Challenge ▸
Write out all the lines again, precisely as they stand, but without the images.
BEGIN Material for this task
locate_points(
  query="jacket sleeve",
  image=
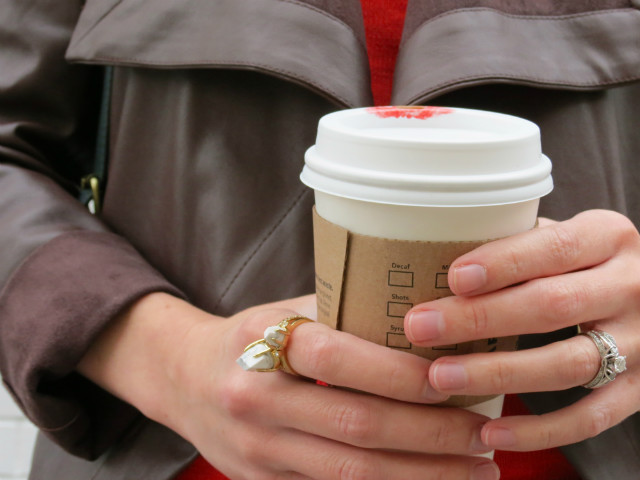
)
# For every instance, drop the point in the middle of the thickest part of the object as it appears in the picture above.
(63, 274)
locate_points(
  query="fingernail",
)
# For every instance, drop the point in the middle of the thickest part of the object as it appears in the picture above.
(485, 471)
(449, 376)
(425, 325)
(498, 437)
(469, 278)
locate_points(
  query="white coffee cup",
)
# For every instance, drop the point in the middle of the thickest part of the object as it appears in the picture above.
(428, 174)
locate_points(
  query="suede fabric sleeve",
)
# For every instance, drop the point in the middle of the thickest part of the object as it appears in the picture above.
(63, 274)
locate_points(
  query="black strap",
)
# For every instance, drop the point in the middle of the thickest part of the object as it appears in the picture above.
(92, 185)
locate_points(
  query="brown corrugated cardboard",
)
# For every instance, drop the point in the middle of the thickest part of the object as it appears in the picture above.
(365, 285)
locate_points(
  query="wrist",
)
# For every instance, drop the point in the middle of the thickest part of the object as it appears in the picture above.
(136, 355)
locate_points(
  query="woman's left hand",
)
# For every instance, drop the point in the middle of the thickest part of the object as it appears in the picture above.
(584, 271)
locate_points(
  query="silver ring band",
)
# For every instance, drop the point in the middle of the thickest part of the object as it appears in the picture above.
(611, 362)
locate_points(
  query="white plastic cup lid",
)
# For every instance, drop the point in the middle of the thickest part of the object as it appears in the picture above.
(428, 156)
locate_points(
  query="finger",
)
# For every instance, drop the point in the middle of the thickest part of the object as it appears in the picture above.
(538, 306)
(590, 416)
(322, 459)
(557, 366)
(337, 358)
(587, 239)
(372, 422)
(341, 359)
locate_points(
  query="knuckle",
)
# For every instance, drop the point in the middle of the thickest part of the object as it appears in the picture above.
(355, 422)
(598, 420)
(502, 378)
(356, 467)
(442, 438)
(252, 451)
(545, 439)
(626, 231)
(322, 355)
(561, 299)
(563, 247)
(478, 319)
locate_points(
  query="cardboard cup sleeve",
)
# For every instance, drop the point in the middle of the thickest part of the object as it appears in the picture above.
(365, 285)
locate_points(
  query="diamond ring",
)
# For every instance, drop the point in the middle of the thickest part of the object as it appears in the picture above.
(611, 364)
(268, 353)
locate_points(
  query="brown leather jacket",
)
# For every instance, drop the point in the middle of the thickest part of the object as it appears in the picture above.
(213, 105)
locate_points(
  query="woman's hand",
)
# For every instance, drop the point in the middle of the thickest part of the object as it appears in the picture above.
(585, 271)
(177, 365)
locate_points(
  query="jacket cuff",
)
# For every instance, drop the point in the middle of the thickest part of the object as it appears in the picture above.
(51, 310)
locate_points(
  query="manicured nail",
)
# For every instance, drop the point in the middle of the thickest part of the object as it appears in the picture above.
(485, 471)
(477, 445)
(469, 278)
(425, 325)
(498, 437)
(449, 376)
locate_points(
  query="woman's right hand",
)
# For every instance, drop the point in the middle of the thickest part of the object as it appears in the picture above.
(253, 425)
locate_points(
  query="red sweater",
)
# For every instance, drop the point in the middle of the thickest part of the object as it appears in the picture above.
(384, 20)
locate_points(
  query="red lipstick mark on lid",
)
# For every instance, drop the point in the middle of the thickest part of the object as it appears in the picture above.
(409, 112)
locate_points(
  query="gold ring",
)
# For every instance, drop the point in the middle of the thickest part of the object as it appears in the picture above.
(268, 353)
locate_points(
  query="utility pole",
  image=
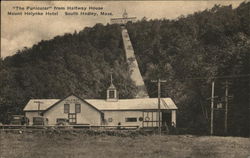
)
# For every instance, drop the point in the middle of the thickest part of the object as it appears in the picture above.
(226, 106)
(39, 104)
(159, 81)
(212, 111)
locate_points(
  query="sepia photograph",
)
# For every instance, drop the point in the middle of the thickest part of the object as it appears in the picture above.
(127, 79)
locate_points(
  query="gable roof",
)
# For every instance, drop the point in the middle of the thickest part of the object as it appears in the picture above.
(102, 104)
(50, 103)
(46, 103)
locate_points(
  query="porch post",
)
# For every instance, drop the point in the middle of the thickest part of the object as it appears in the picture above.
(173, 117)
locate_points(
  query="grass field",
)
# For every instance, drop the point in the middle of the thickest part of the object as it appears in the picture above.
(77, 145)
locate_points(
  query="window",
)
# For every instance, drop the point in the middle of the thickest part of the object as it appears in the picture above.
(140, 118)
(131, 119)
(72, 118)
(66, 108)
(111, 94)
(78, 108)
(110, 119)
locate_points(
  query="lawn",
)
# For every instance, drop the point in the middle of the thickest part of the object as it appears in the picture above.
(80, 145)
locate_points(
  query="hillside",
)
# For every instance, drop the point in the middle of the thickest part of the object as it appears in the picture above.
(210, 43)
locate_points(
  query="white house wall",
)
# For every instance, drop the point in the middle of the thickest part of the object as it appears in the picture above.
(30, 115)
(120, 117)
(88, 114)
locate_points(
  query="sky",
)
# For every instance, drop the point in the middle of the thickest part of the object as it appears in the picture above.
(19, 31)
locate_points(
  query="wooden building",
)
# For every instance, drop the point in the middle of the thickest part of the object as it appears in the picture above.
(142, 112)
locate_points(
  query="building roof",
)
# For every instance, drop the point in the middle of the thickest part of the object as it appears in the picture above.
(102, 104)
(46, 103)
(133, 104)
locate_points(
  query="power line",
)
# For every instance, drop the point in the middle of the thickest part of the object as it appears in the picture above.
(216, 77)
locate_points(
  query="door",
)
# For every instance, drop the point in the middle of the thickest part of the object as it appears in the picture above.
(72, 118)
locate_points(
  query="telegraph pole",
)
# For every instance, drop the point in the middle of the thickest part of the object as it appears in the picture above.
(159, 81)
(212, 111)
(226, 106)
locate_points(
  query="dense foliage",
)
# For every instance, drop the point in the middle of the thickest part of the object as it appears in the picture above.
(210, 43)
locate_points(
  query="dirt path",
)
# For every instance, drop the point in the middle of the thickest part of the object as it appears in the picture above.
(80, 145)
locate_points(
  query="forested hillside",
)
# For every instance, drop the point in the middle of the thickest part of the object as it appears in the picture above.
(203, 45)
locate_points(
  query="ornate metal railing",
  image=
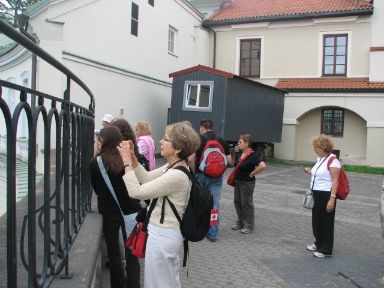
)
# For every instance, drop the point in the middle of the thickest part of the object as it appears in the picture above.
(37, 232)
END Material for this task
Full output ▸
locate_points(
  query="jacket sleeve",
  image=
)
# For every instance, drop the point in the middle of the thickest part of the object as it appears in the picture above.
(63, 274)
locate_points(
  query="fingernail",
)
# For every instance, drop the point in the middle of the thickest part of the object as it appears in the picture above.
(485, 471)
(449, 376)
(425, 325)
(498, 437)
(469, 278)
locate_points(
  query="white coffee cup",
)
# For every instance, drop the point in the middle of the thickest part of the object as it appears in the picture above.
(428, 174)
locate_points(
  query="suede fabric sleeve",
)
# For every instance, drop the point in the middle of the thickest part of the object as it appears in the picture above.
(63, 274)
locate_points(
  query="black strap",
)
# For every instance, drop the point in the middle of the thickest part of the object as it appears in the picture above.
(92, 185)
locate_points(
  query="brown corrugated cardboard",
)
# For every instance, drop the point in the middle of the thickest part of the object as it appears in the picture above.
(365, 285)
locate_points(
  query="wrist",
)
# For every instance, drop the point in the middle of the thickest part of the object as it appears in the picture above.
(136, 355)
locate_points(
  query="woman's left hand",
)
# For every instance, drop the point in the middle of the thickest part of the object as it appears in the picture above.
(584, 271)
locate_points(
  query="silver ring band",
)
# For every instance, drop the point in the middle of the thickest part of the object as it appears in the picture above.
(611, 362)
locate_points(
  query="white plastic cup lid",
)
# For every instance, drop the point in the middle of the thickest part of the object as it appears in the picture above.
(428, 156)
locate_points(
  query="finger",
)
# For every instance, drop the point in the middle of the thickest part of the object as it appears in the picture above.
(538, 306)
(590, 416)
(322, 459)
(557, 366)
(337, 358)
(587, 239)
(372, 422)
(341, 359)
locate_points(
  query="knuckle",
)
# For every instance, drop the point in the middle of the thickest part of the object as it appears in the picture above.
(355, 422)
(598, 420)
(502, 378)
(356, 467)
(442, 438)
(252, 451)
(545, 439)
(626, 231)
(322, 355)
(561, 299)
(563, 247)
(478, 319)
locate_points(
  query="cardboard cup sleeve",
)
# For every instance, drop the point in the middle of the thickest part of the object as it appears in the picture above.
(365, 285)
locate_points(
  query="diamond ring",
)
# For every instance, drop the point in the middle of the thickest part of the object as it appears in the picture above.
(611, 364)
(268, 353)
locate_points(
  query="brown leather jacket",
)
# For every instance, drop the point in the middle of the thickest part of the object as it appears in the picture above.
(213, 105)
locate_points(
  query="woman's hand",
)
# For every instance, drop the point in the middle of the thickest part of the object as it appears in the picture above.
(585, 271)
(177, 365)
locate_points(
  query="jacket cuff",
)
# For every instance, drop the point in the middle of the thickest part of the object as it appears in the picture above.
(51, 310)
locate_points(
  query="manicured nail",
)
# For every instance, drop the point in the middle of the thickest part of the object as it appears in the picture above.
(485, 471)
(477, 445)
(469, 278)
(425, 325)
(498, 437)
(449, 376)
locate_points(
  query="woman's right hand",
)
# For every instance, drop the point in the middle of the thickest part of the object as it appears in the picture above.
(253, 425)
locate_points(
  query="red sweater",
)
# For every instance, drop the point in the middle of the thickest part of the object as it appears in the picture above.
(384, 20)
locate_points(
  query="red lipstick mark on lid",
)
# For every instance, drop the point in the middle of the thickest part of the object as it appears in the picture above.
(409, 112)
locate_points(
  query="gold ring",
)
# For every instance, drop the point in the middle of the thickest part of the object as it appears in the picture above.
(268, 353)
locate_points(
  query="utility pole",
  image=
)
# For every instance, drop the point in the middle of the thickest part of the object as it appears in the picture above.
(226, 106)
(39, 104)
(159, 81)
(212, 111)
locate_points(
  query="sepia photograph",
)
# For every instance, drop the point in the middle of the thickest part of the object as it appears in the picture above.
(127, 79)
locate_points(
  query="gable roof",
)
# For every instance, drop the point in the middle of the thickest part of the object as it appears in the picture above.
(102, 104)
(50, 103)
(46, 103)
locate_points(
  query="porch post",
)
# For every instance, drop the point in the middle of the thickest part of the object as it appears in the picture above.
(173, 117)
locate_points(
  query="grass field",
)
# For every instance, drop the point in the middle of the thickest part of the object as it appears in the picture above.
(77, 145)
locate_points(
  query="window",
)
# For every instance, drop the point in the middle of the thickest part of the object as it appears in the picture above.
(140, 118)
(131, 119)
(72, 118)
(66, 108)
(111, 94)
(78, 108)
(110, 119)
locate_points(
  query="lawn",
)
# For every instance, drop the point in the middle of the thickest part of the object as it appears in the picture above.
(80, 145)
locate_points(
  query="hillside",
)
# For every instance, drop the point in the middle of the thickest part of the object as it appears in the picture above.
(210, 43)
locate_points(
  query="white house wall",
)
# For every instance, drop the point in the middle of the thickest part of the object as it appears in the picture above.
(30, 115)
(120, 117)
(88, 114)
locate_points(
  query="sky",
)
# For every instance, drop the point in the middle of the thickest part of the object as it appears in the picture above.
(19, 31)
locate_points(
  query="wooden building",
)
# For every instance, drop the point in the middle of the thickest part of the object as it appears in the picture above.
(142, 112)
locate_points(
  query="building roof",
)
# For every instance, drop the point in the middle of the thickest part of the object as it appears in the picture above.
(102, 104)
(46, 103)
(133, 104)
locate_points(
  query="power line",
)
# For every instance, drop the point in the middle of the thickest part of the object as it appears in the picture above.
(216, 77)
locate_points(
  query="door",
)
# For every instance, drop the point in the middle of the thickest part of the object as it appears in the picture above.
(72, 118)
locate_points(
  query="telegraph pole",
)
# For every instance, drop the point in the middle of the thickest part of the object as it appears in the picture above.
(159, 81)
(212, 111)
(226, 106)
locate_points(
  query="dense foliage",
)
# For every instance, drop the point in the middle of the thickest part of the object as it appears in the picture above.
(210, 43)
locate_points(
  query="dirt path",
)
# For every instance, drop the point in the middle of the thickest part of the object as it appears in the picture above.
(80, 145)
locate_points(
  query="forested hillside",
)
# For every instance, drop the point in the middle of the thickest part of the object as it appears in the picture above.
(203, 45)
locate_points(
  query="ornate metal railing",
  image=
)
# For every instance, drop the point in the middle of the thickest part of the object as it appears in the picture above.
(37, 232)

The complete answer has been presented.